▶ _PASSAGE SHOWN_
Commercial motorcyclists had their own tales of woes to tell. Some told the newspaper they are wary of taking members of the church to their place of worship because they often refuse to pay when they get to their destination. “Before you know what is happening, they get their fellow members to set upon and beat you black and blue,” said one of the cyclists who asked that his name should not be mentioned.
Property owners around the church were also said to have suffered in CPA’s hands. “There are innumerable cases of lands and properties confiscated by King,” said Sekoni. Some, according to him, were forced to part with their lands at give-away prices.
Some were even forced to leave the place without getting a penny in compensation, the paper learnt. Our correspondents were also told of the travails of the overseers of Christian Pentecostal Mission, CPM, who left their parcels of land for CPA after its grand overseer threatened to ruin their ministry. “Reverend King had, indeed, started carrying out the threat before he was arrested,” said a member of CPM. It was gathered that CPA would put buses in Oshodi, a strategic point in Lagos, and deceive worshippers of CPM into entering them. They are then ferried straight to the CPA worship ground. Once there, they are persuaded that the ministry is one and the same with CPM. “Our church lost members through this gimmick,” said the CPM convert who preferred anonymity.
Reprieve may have come at last for those oppressed by the activities of Rev. King and his disciples. But would they have the last laugh? Only the Court of Appeal, and ultimately the Supreme Court, can tell. For the time being, King is tamed and caged in a lonely, dingy cell at the Kirikiri Maximum Prison, awaiting a possible appointment with the hangman.

▶ _SUPPLIED INFORMATION_
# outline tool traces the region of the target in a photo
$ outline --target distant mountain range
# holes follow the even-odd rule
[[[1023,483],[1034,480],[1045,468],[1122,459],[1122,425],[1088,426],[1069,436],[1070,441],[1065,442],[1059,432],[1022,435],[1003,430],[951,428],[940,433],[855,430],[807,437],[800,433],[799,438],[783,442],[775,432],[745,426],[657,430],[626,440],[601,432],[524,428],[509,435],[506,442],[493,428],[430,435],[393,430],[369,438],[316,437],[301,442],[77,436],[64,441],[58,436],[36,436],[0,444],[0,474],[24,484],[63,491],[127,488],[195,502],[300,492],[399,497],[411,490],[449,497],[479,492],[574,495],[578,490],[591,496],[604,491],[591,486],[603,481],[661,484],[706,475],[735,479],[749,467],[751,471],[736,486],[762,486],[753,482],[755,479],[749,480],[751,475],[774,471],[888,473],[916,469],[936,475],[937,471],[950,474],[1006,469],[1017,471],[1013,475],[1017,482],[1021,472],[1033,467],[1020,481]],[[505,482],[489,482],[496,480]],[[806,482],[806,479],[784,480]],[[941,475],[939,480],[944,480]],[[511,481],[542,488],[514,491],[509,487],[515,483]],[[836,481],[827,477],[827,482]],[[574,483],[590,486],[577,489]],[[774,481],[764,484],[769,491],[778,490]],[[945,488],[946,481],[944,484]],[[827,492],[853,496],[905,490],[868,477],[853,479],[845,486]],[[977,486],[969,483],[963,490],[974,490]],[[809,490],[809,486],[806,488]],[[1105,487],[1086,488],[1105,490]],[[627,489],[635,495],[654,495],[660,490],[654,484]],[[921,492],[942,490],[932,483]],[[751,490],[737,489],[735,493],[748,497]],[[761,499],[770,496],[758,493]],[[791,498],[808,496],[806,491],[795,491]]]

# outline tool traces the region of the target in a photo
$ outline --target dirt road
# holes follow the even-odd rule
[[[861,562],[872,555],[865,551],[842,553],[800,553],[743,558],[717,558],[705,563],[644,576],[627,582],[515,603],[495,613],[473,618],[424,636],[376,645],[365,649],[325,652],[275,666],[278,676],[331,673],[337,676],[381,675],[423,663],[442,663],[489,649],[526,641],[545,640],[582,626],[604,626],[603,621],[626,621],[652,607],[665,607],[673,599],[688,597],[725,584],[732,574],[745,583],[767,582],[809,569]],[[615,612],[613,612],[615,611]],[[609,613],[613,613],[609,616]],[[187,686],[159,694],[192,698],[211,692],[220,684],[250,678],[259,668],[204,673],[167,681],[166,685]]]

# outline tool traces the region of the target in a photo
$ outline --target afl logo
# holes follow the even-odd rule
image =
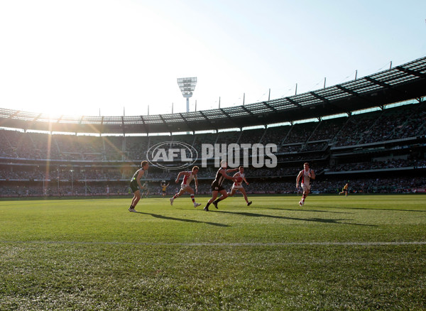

▶ _ACTIONS TO TAKE_
• 1. Retype the news excerpt from "Commercial motorcyclists had" to "not be mentioned.".
• 2. In the news excerpt, where did CPA put buses to lure CPM worshippers?
• 3. Decide whether each statement agrees with the news excerpt, answering yes or no and quoting the deciding words: (a) CPM overseers gave up their land to CPA after a threat to their ministry. (b) The cyclist who described the beatings allowed his name to be published. (c) Property owners around the church were paid fair prices for their land.

▶ _RESPONSES FOR EACH TASK_
• 1.
Commercial motorcyclists had their own tales of woes to tell. Some told the newspaper they are wary of taking members of the church to their place of worship because they often refuse to pay when they get to their destination. “Before you know what is happening, they get their fellow members to set upon and beat you black and blue,” said one of the cyclists who asked that his name should not be mentioned.

• 2. In Oshodi, a strategic point in Lagos.

• 3.
(a) Yes: "who left their parcels of land for CPA after its grand overseer threatened to ruin their ministry"
(b) No: "asked that his name should not be mentioned"
(c) No: "forced to part with their lands at give-away prices"